:: GIVEN TEXT

UK Hotel Investment Trends – Summer Update
40% increase on previous year so far, but what trends are emerging?
Although international travel restrictions have eased, disruptions in travel, as airlines and airports struggle to scale their operations back to pre-pandemic levels, has made many holiday makers reconsider their travel plans this summer. The Great British Staycation trend looks set to continue for another bumper year. This strong domestic performance is driving increased investment in well located, efficiently run hotel business which are often seen as a less volatile option than real-estate, with year round returns on the right properties.
According to Knight Frank, this increased investment has already seen a 40% increase on 2021 in the first four months of 2022 and with trends continuing to point in the same direction, this is likely to continue. Portfolio transactions have seen the biggest increases in this period with some highlights including the regional sales of The Pig Hotel Group and The Inn Collection. London has seen a similar level of the sales in the same period with the purchases of Point A Hotel and the Hilton London Olympia.

::::

WORK ITEM A –
List every hotel group or hotel whose sale or purchase is named in the hotel investment update.
WORK ITEM B –
Sum up the hotel investment update in two sentences.
WORK ITEM C –
From the hotel investment update, print the text between "UK Hotel Investment" and "the right properties.", inclusive.
The listing is separate material and not part of the hotel investment update.

:: INPUT DATA

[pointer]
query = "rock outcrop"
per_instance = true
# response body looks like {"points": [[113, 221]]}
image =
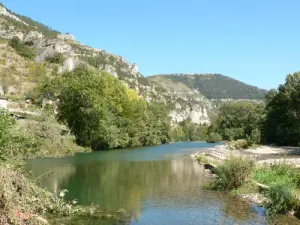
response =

::::

TASK OUTPUT A –
The Pig Hotel Group
The Inn Collection
Point A Hotel
Hilton London Olympia

TASK OUTPUT B –
Travel disruptions have led many holiday makers to stay in Britain this summer, and that strong domestic demand is driving more investment in well located, efficiently run hotel businesses. Knight Frank reports a 40% rise on 2021 in the first four months of 2022, with portfolio deals such as The Pig Hotel Group and The Inn Collection seeing the biggest increases and London showing a similar level of sales.

TASK OUTPUT C –
UK Hotel Investment Trends – Summer Update
40% increase on previous year so far, but what trends are emerging?
Although international travel restrictions have eased, disruptions in travel, as airlines and airports struggle to scale their operations back to pre-pandemic levels, has made many holiday makers reconsider their travel plans this summer. The Great British Staycation trend looks set to continue for another bumper year. This strong domestic performance is driving increased investment in well located, efficiently run hotel business which are often seen as a less volatile option than real-estate, with year round returns on the right properties.